Transcribe, word for word and without additions, each line below from the one containing "Reviewer note: check that every instance of the truck tire" through the one containing "Reviewer note: check that every instance of the overcast", both ends included.

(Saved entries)
☆ ☆ ☆ ☆ ☆

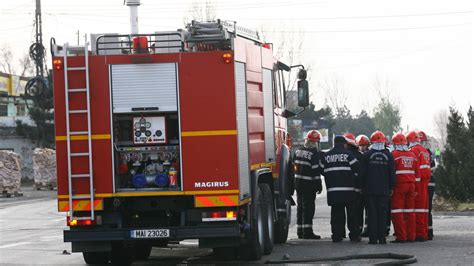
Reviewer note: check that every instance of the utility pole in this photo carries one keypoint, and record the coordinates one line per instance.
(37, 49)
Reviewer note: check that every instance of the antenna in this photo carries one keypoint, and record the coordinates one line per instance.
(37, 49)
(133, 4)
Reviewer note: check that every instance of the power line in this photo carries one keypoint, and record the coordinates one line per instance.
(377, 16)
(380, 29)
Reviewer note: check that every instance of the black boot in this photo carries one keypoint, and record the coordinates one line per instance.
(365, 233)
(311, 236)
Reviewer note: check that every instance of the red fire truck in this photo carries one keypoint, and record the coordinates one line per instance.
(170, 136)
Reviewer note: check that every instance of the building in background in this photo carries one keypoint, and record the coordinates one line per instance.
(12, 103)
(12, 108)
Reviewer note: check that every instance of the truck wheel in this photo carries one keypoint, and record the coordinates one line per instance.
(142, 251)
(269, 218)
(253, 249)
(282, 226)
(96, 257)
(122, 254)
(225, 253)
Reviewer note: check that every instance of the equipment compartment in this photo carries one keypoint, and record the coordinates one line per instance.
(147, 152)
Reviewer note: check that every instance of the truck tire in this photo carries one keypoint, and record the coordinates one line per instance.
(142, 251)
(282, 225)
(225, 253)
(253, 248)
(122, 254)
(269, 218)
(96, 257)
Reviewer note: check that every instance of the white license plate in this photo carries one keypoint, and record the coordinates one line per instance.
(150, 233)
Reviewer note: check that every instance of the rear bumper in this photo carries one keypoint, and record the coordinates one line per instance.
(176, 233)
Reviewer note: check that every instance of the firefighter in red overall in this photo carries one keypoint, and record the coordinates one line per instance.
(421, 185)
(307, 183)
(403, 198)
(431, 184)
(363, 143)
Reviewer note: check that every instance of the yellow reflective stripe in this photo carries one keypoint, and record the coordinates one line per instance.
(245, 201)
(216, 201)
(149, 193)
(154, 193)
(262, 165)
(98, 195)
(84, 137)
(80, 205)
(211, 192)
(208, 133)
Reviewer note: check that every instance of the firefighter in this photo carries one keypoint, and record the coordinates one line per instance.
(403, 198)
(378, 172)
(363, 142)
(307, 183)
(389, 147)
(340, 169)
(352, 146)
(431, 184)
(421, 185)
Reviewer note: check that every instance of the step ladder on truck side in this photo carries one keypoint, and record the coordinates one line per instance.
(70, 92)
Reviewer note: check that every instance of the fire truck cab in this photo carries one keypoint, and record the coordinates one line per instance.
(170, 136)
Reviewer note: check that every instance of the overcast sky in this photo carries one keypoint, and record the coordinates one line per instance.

☆ ☆ ☆ ☆ ☆

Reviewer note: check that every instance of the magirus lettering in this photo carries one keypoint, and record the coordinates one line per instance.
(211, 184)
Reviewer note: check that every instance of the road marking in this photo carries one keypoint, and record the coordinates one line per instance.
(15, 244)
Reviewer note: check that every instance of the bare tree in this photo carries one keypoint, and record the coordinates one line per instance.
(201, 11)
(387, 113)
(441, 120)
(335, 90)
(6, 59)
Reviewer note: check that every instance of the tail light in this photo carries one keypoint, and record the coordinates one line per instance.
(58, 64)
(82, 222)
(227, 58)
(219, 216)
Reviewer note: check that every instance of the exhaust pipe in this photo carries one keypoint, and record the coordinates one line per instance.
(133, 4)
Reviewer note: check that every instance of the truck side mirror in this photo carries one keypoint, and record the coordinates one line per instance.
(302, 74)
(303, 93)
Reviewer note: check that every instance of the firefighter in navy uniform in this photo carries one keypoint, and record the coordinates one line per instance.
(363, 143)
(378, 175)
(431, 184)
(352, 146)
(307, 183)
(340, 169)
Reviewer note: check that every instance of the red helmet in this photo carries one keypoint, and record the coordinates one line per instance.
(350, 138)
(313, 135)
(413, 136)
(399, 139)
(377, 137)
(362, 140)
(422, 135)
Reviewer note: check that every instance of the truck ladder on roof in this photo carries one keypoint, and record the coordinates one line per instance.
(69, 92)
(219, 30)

☆ ☆ ☆ ☆ ☆

* **YOUR SOLUTION**
Reviewer note: check that every instance of the truck tire in this photo carries one keypoint, and record the coordinates one line per instance.
(142, 251)
(282, 225)
(225, 253)
(253, 248)
(122, 254)
(269, 218)
(96, 257)
Reviewer note: check that every instance of the white license plate in this photo carries one keypoint, and record the coordinates one line per instance.
(150, 233)
Reviewer note: check that every instance of the rear bumper in this photo carries one keypoint, and record the coordinates one line per instance.
(176, 233)
Reviewer note: check that every instance of the firefighter in red overall in this photo carries one keypoint, and record the coordinates one line per instance.
(421, 185)
(307, 183)
(403, 198)
(431, 184)
(363, 143)
Reviewer note: check that every instance of the yellow reflective stripe in this photo carries one keypoint, and record the coordinates one line per instance.
(245, 201)
(216, 201)
(149, 193)
(154, 193)
(262, 165)
(98, 195)
(84, 137)
(80, 205)
(211, 192)
(208, 133)
Reviewer note: check that every instance of the firefighter in this photo carries one keypoint, and record the coordinates one line per instance.
(403, 198)
(378, 172)
(363, 142)
(307, 183)
(389, 147)
(340, 169)
(352, 146)
(431, 184)
(421, 185)
Reviewer note: check that every instance of the step ladder on truck side in this photo carries one keypoint, and record the coordinates one line per instance.
(70, 92)
Reviewer note: check that every instance of the fire truck cab in this photo carries one keypoint, and record the coordinates one line per instance.
(170, 136)
Reviewer note: check that every instance of the overcast sky in this photo carries one keypoint, and record the coordinates one line per instance.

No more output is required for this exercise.